**EXERCISE TASKS**
**1.** Check statements (a), (b) and (c) against the text about pregnancy loss and motherhood below, answering yes or no for each and quoting the words from the text that decide it. (a) The writer lost a baby in November. (b) The writer is now pregnant with a third child. (c) The writer would change the journey if that were possible.
**2.** Please pick up the text about pregnancy loss and motherhood after its last sentence and carry it forward.

**EXTRACT**
****

Of course, most of you know this part of the story. I lost a baby in May. And then at the beginning of August. And then in November. And then in February. And outside of the frustration and the loss and the sad stuff was this growing panic about being 26 and 27 and there being no baby. Time stretched out and it felt like we had been trying forever and it was never going to happen and there was this cutoff of thirty-five because that’s when you have to see the “high risk” doctors because it’s a freaking medical miracle that you’re giving birth. (Which isn’t true…except that it is true that they make you see the scary doctors at that point and I just think that’s crap.)
And then, I was pregnant and it worked and we got our baby. It was amazing and wonderful and our house filled up with soft pink objects and things that smelled like “new” and Kyle and I agreed that it was the best part of ever. So, yay!
I preface this with full disclosure that I wouldn’t (couldn’t) change my journey because everything brought us to Eva and Eva needed to be here when she was here because that was perfect. What I will say is that I am now twenty-nine, almost thirty, pregnant with my second child while raising a toddler, and I am mystified (MYSTIFIED) at all the panic I used to feel. I worried all that time about getting older and there not being enough years left and now I look back and realize that I traded in my old life for motherhood so lightly and so quickly. Again, I wouldn’t change anything even if I knew that Eva would be exactly the same because I want her here now, but Kyle and I would have been fine for a few more years. It would have been OK. I just want to put a cool hand to the forehead of myself four years ago to let her know that she needs to take a deep breath because everything happens when it happens.

****

**GIVEN DATA**
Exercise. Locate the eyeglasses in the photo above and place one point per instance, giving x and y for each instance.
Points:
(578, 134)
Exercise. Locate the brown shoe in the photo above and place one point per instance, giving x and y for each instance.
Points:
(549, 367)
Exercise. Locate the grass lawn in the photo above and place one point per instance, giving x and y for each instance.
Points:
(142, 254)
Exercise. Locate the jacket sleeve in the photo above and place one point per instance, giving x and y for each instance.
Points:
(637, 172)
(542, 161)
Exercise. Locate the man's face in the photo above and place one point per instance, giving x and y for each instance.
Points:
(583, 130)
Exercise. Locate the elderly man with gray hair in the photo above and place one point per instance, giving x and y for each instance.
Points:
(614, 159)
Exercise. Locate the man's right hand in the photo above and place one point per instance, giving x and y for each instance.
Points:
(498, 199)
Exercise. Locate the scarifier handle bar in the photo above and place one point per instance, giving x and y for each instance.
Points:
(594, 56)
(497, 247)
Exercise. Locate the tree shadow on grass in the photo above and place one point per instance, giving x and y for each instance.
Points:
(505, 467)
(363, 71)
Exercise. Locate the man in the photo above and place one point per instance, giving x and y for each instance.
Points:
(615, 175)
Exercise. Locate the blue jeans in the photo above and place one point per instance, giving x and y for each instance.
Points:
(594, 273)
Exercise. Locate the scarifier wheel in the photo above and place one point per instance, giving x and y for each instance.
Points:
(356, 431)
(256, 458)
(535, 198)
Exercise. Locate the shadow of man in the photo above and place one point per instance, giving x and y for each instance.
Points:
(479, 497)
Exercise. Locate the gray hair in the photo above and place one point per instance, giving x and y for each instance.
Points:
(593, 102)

****

**TASK-BY-TASK OUTPUTS**
**1.**
(a) Yes: "And then in November."
(b) No: "pregnant with my second child while raising a toddler"
(c) No: "I wouldn’t (couldn’t) change my journey"

**2.**
And now, having rushed into parenthood, Kyle and I are on a trajectory that is forever changed. It isn’t only Eva, either. We knew that we wanted our kids to be fairly close in age (mostly for convenience so we didn’t have to do wildly different stages of parenthood at the same time) so Eva’s birth triggered a whole other schedule of having kids and now when Eva turns two, she’ll have a sibling in a couple of months and after that there will be more conversations about adopting other children and growing our family and how long do we wait because (really) do we want to be raising kids through high school for the next 25-35 years?
It’s just huge and even though I love it, I wanted to express to the universe that I recognize how lightly I took the change and how silly it was for me to feel that it was now or never. I also wish that I had spent less time crying about it and more time just enjoying the freedom and possibility that comes with being an adult without children. I wouldn’t say either side (parenthood or not) is better or even that one is harder than the other because they both bring their challenges, but I think the worst thing you can do is to do what I did: stand at the fence and look at the other side and spend your days wishing you were over there.
Seriously, motherhood? I highly recommend it, but don’t rush. If you want it, it can and will wait for you to get there and in the meantime try not to miss the awesomeness that is being with someone you love and not having kids. It’s the one thing I really feel like I missed in my twenties.